Directive:
The text below on reading data in columns lists control characters that may appear in input statements. Give each one along with what it does.

Quoted text:
* * * * *
Most of the data in the data archive at PRI must be read by columns. There are no spaces between the variables, although there may be embedded spaces in character variables. There are several advantages to reading data in columns.
  • Variables can be read in any order.
  • Character variables can have embedded blanks
  • Variables or parts of variables can be reread

There may be multiple observations/rows per line of input data or it may require multiple lines of raw data to construct one observation in the dataset. SAS provides the ability to read the data.

Some of the control characters that may appear in input statements:

  • @n starts reading data in column n
  • +n moves the pointer n columns
  • / moves the pointer to the beginning of the next line
  • @ at the end of an INPUT statement holds the line for the next INPUT statement.
  • @@ holds the input line for further executions of the DATA step.
  • #n specifies a line in the input buffer (used with INFILE N= option)

 

The following examples of the input statement are taken from code in the data archives.

 


INPUT

   V14801 1-3             V14802 4-7             V14803 8-9

   V14804 10-12           V14805 13-17           V14806 18

   V14807 19              V14808 20              V14809 21

;

This example uses column numbers to input numeric variables.


 


DATA ONE;

INFILE TEST3A LRECL=7925 N=4;

INPUT

FILEID $ 1-8

STUSAB $ 9-10

SUMLEV 11-13

;

This input statement also uses column numbers to input the variables. Note that the variables FILEID and STUSAB are character, and SUMLEV is numeric. In addition, the INFILE statement needs a LRECL statement (the raw data is longer than 256 characters). The N=4 is used because 4 lines of raw data are needed for each observation (row) in the dataset.
* * * * *
[Records from a dataset]
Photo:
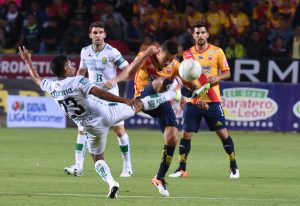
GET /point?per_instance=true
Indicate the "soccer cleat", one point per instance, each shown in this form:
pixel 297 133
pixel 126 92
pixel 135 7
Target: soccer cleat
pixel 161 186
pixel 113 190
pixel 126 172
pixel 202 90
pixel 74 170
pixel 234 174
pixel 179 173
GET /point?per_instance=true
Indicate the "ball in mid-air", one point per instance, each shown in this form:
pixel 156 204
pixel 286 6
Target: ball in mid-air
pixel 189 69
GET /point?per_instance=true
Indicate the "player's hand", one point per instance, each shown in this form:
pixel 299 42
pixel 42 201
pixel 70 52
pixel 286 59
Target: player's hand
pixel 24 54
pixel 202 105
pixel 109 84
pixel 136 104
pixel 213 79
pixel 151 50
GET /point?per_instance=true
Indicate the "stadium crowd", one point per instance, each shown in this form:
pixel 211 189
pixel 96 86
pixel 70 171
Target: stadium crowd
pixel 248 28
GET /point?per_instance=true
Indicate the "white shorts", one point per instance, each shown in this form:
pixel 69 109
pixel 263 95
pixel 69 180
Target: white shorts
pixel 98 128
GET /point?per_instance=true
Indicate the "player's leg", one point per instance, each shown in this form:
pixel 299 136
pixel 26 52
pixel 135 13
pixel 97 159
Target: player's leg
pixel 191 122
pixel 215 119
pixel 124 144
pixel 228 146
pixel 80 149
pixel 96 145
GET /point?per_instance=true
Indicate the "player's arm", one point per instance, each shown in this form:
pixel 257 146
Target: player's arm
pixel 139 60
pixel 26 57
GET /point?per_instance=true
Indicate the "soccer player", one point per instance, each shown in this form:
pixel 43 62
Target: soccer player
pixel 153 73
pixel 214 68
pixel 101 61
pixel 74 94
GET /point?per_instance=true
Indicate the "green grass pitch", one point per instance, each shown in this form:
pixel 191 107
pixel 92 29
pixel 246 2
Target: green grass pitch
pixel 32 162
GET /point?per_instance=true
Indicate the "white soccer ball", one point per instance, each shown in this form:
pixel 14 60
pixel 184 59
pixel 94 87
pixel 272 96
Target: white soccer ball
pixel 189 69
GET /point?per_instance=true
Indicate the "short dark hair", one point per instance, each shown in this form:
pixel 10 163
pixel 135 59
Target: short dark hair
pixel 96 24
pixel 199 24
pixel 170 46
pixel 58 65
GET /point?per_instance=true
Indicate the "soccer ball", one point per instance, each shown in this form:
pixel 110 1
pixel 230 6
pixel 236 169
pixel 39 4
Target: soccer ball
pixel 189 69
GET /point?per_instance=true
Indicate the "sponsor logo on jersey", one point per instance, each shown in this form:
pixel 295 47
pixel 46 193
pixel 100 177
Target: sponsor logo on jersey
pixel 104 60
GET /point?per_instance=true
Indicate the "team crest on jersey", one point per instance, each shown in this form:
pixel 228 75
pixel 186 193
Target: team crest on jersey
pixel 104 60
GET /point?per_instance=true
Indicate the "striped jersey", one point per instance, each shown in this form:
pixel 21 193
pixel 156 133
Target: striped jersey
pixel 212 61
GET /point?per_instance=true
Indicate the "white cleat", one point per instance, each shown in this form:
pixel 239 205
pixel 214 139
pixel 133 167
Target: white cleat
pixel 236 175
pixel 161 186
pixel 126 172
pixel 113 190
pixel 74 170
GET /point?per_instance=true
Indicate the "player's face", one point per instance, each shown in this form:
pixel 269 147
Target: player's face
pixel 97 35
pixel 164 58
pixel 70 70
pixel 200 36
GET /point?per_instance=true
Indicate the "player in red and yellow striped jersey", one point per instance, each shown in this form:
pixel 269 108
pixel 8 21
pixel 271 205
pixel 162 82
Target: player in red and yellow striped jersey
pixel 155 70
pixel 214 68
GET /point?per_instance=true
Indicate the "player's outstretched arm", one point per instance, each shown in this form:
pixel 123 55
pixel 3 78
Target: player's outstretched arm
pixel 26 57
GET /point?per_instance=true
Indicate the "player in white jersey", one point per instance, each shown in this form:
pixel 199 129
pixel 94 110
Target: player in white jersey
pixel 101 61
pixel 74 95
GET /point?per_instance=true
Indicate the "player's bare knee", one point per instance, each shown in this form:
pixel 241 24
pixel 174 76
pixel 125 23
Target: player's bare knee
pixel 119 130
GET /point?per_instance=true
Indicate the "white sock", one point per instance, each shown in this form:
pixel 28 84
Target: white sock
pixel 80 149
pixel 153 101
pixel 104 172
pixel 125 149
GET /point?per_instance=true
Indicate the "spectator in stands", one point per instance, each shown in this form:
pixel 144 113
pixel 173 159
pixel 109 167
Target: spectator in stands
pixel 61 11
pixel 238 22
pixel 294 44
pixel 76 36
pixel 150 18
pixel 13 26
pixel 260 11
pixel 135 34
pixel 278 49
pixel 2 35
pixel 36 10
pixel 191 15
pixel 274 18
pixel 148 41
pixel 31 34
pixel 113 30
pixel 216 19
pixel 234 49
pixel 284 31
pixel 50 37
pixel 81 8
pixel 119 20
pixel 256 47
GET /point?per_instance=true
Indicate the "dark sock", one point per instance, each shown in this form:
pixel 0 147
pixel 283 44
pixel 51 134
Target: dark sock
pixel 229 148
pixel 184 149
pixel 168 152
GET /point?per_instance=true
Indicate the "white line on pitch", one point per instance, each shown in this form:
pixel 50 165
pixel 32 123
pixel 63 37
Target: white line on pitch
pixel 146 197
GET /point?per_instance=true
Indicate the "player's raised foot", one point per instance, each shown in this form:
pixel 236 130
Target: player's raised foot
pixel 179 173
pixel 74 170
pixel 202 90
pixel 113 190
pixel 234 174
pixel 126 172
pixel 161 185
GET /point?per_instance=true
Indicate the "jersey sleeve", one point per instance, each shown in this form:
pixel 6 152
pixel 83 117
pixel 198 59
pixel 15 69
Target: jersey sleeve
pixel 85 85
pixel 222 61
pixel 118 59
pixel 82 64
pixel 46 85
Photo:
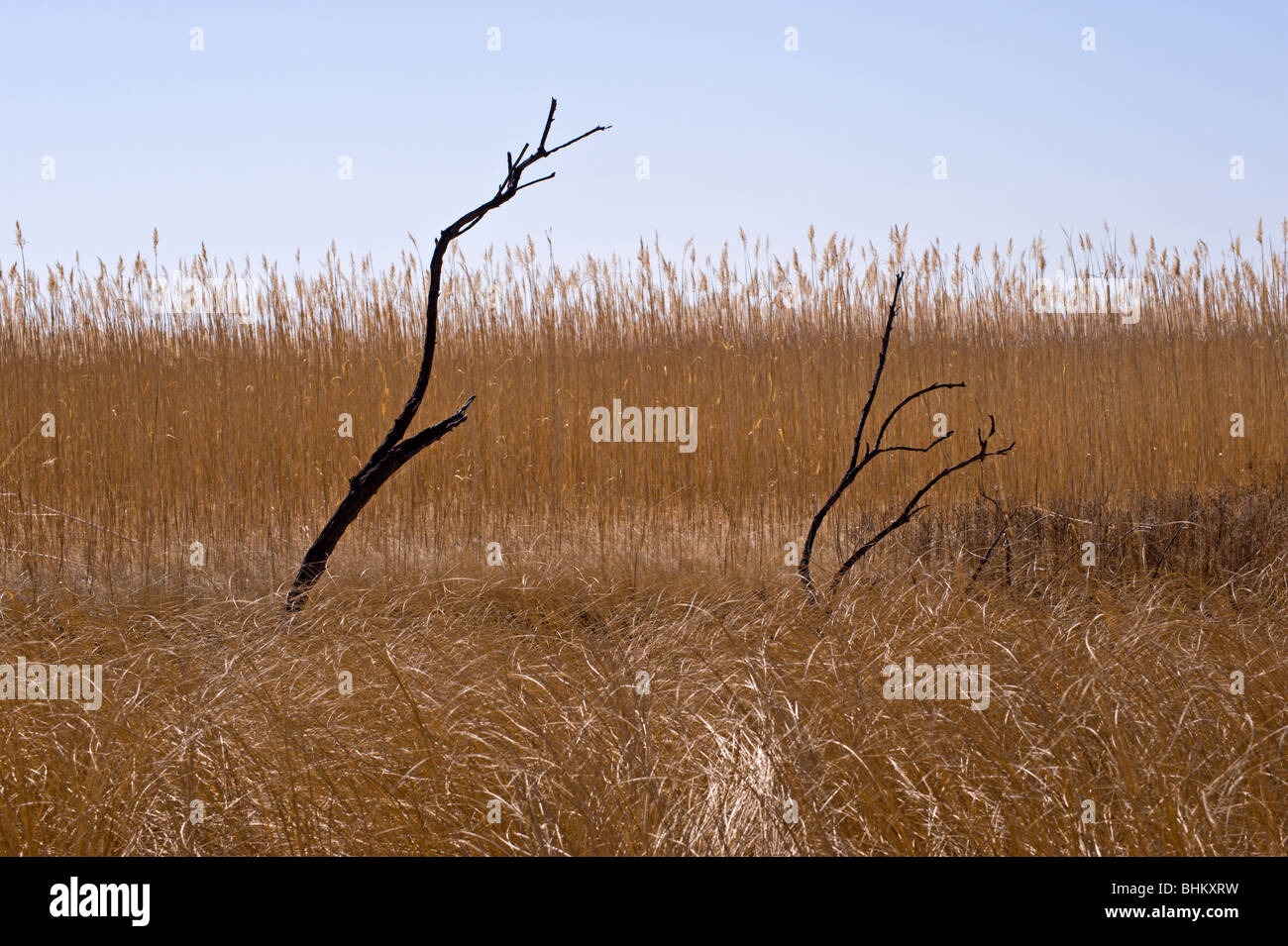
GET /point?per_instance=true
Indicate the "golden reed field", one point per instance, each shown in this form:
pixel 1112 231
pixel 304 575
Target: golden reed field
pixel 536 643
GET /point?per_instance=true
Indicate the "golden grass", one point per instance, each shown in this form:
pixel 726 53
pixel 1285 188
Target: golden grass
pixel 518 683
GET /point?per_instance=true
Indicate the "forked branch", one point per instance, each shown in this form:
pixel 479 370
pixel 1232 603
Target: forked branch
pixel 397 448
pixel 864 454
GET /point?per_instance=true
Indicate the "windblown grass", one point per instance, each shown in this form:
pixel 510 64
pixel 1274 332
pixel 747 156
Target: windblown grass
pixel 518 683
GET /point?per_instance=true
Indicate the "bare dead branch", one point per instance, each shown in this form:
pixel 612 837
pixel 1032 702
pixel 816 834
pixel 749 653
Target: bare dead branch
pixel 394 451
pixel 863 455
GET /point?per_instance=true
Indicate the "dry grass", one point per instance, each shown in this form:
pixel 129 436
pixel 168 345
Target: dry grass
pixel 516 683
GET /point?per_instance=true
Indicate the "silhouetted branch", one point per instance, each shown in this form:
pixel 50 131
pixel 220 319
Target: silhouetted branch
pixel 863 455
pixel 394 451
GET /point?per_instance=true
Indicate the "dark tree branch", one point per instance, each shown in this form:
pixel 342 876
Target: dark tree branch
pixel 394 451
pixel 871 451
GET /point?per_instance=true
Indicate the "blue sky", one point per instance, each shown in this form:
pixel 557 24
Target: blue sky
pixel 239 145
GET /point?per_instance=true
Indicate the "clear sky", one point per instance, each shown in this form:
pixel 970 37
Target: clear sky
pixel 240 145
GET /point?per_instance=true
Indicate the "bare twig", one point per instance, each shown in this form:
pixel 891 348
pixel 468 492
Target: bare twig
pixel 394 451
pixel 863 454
* * * * *
Answer for this exercise:
- @n starts reading data in column n.
- +n moves the pointer n columns.
- / moves the pointer to the beginning of the next line.
- @ at the end of an INPUT statement holds the line for the next INPUT statement.
- @@ holds the input line for further executions of the DATA step.
- #n specifies a line in the input buffer and is used with the INFILE N= option.